*** Text provided ***
Should there have been a Cc: stable@ on this?

Seems like the kind of thing we'd want backported.
Mike Rapoport July 1, 2021, 7:45 p.m. UTC | #5
On Thu, Jul 01, 2021 at 10:15:29AM -0700, Dave Hansen wrote:
> On 6/1/21 12:53 AM, Mike Rapoport wrote:
> > There are BIOSes that are known to corrupt the memory under 1M, or more
> > precisely under 640K because the memory above 640K is anyway reserved for
> > the EGA/VGA frame buffer and BIOS.
> 
> Should there have been a Cc: stable@ on this?
> 
> Seems like the kind of thing we'd want backported.

The commit this patch is fixing (a799c2bd29d1) went to v5.13-rc1, so there
is no need to backport it.
diff mbox series

Patch

diff --git a/arch/x86/kernel/setup.c b/arch/x86/kernel/setup.c
index 72920af0b3c0..22e9a17d6ac3 100644
--- a/arch/x86/kernel/setup.c
+++ b/arch/x86/kernel/setup.c
@@ -637,11 +637,11 @@  static void __init trim_snb_memory(void)
 	 * them from accessing certain memory ranges, namely anything below
 	 * 1M and in the pages listed in bad_pages[] above.
 	 *
-	 * To avoid these pages being ever accessed by SNB gfx devices
-	 * reserve all memory below the 1 MB mark and bad_pages that have
-	 * not already been reserved at boot time.
+	 * To avoid these pages being ever accessed by SNB gfx devices reserve
+	 * bad_pages that have not already been reserved at boot time.
*** Recorded information ***
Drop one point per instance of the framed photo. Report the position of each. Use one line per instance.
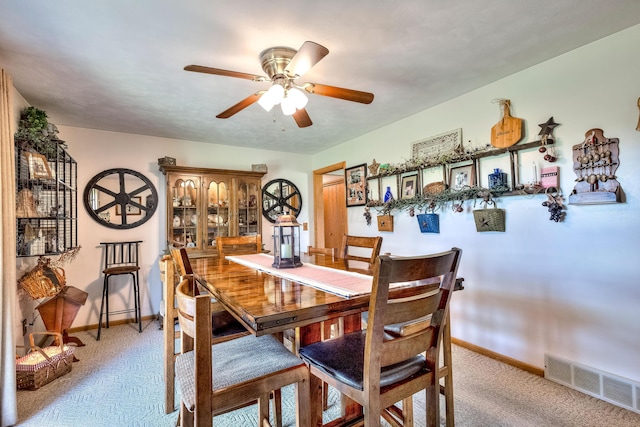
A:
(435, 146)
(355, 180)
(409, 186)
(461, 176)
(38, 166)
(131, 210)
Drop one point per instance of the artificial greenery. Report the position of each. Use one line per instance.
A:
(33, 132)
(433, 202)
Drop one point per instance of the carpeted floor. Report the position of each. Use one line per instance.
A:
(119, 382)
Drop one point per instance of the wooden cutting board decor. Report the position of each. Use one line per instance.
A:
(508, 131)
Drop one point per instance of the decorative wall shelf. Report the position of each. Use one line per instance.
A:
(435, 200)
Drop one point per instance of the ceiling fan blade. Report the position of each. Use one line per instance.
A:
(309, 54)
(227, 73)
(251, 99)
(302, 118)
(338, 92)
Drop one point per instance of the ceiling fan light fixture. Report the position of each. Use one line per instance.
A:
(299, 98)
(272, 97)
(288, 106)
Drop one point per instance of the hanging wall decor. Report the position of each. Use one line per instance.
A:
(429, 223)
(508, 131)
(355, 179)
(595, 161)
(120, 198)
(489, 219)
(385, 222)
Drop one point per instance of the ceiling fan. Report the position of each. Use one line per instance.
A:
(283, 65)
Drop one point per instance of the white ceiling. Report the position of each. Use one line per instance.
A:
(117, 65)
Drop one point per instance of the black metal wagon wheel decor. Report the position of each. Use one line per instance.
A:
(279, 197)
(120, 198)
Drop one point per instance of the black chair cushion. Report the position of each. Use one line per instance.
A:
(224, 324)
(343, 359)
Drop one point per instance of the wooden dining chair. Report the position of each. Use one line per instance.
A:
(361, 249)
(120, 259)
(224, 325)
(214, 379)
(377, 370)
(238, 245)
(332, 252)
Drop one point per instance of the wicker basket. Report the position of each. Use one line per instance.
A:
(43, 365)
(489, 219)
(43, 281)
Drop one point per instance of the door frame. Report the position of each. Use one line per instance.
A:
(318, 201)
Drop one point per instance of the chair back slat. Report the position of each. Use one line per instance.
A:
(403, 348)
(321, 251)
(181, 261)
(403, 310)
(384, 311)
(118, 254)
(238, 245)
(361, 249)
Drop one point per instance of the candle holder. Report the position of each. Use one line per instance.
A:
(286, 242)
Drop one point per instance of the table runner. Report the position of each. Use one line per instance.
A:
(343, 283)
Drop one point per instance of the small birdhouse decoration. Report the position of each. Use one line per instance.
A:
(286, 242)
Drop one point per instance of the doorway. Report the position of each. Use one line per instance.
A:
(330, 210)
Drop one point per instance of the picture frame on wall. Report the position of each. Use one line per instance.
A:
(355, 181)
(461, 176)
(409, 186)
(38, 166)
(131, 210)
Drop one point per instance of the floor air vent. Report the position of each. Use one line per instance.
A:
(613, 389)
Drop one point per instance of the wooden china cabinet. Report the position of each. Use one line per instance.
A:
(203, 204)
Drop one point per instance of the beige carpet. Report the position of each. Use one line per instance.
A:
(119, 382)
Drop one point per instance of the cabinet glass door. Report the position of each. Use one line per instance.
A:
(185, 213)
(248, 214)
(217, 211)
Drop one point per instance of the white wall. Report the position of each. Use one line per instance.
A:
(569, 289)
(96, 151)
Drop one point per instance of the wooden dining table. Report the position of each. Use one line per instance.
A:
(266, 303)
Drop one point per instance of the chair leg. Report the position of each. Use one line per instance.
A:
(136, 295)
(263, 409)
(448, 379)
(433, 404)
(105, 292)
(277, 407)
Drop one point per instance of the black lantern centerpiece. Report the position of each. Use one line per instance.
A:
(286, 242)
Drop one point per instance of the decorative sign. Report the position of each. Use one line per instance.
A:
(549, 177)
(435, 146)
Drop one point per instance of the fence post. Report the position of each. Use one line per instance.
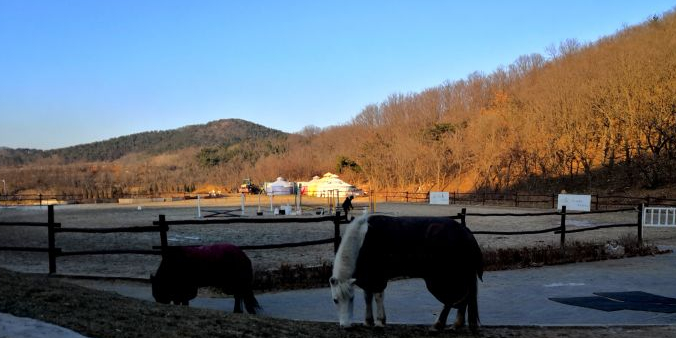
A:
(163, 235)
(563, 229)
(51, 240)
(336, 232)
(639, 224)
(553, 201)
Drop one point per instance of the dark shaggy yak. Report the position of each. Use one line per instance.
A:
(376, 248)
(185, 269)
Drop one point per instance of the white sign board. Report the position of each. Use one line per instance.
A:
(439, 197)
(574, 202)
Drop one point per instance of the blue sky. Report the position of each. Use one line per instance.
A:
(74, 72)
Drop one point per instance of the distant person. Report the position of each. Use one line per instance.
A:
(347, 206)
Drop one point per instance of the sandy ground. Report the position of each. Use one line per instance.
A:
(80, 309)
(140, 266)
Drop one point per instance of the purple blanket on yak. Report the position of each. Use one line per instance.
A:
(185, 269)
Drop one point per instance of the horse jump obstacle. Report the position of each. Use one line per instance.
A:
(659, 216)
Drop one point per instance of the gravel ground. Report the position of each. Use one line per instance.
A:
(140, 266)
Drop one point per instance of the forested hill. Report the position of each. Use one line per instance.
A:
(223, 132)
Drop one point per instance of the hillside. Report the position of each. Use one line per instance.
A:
***
Stated problem 1
According to the kernel patch discussion, which release did commit a799c2bd29d1 go into?
Stated problem 2
Carry on the kernel patch discussion from the point where it stops.

Exercise answer 1
It went into v5.13-rc1.

Exercise answer 2
+	 * All memory below the 1 MB mark is anyway reserved later during
+	 * setup_arch(), so there is no need to reserve it here.
 	 */
-	memblock_reserve(0, 1<<20);
 
 	for (i = 0; i < ARRAY_SIZE(bad_pages); i++) {
 		if (memblock_reserve(bad_pages[i], PAGE_SIZE))
@@ -733,14 +733,14 @@  static void __init early_reserve_memory(void)
 	 * The first 4Kb of memory is a BIOS owned area, but generally it is
 	 * not listed as such in the E820 table.
 	 *
-	 * Reserve the first memory page and typically some additional
-	 * memory (64KiB by default) since some BIOSes are known to corrupt
-	 * low memory. See the Kconfig help text for X86_RESERVE_LOW.
+	 * Reserve the first 64K of memory since some BIOSes are known to
+	 * corrupt low memory. After the real mode trampoline is allocated the
+	 * rest of the memory below 640k is reserved.
 	 *
 	 * In addition, make sure page 0 is always reserved because on
 	 * systems with L1TF its contents can be leaked to user processes.
 	 */
-	memblock_reserve(0, ALIGN(reserve_low, PAGE_SIZE));
+	memblock_reserve(0, SZ_64K);
 
 	early_reserve_initrd();
 
@@ -751,6 +751,7 @@  static void __init early_reserve_memory(void)
 
 	reserve_ibft_region();
 	reserve_bios_regions();
+	trim_snb_memory();
 }
 
 /*
@@ -1081,14 +1082,20 @@  void __init setup_arch(char **cmdline_p)
 			(max_pfn_mapped<<PAGE_SHIFT) - 1);
 #endif
 
-	reserve_real_mode();
-
 	/*
-	 * Reserving memory causing GPU hangs on Sandy Bridge integrated
-	 * graphics devices should be done after we allocated memory under
-	 * 1M for the real mode trampoline.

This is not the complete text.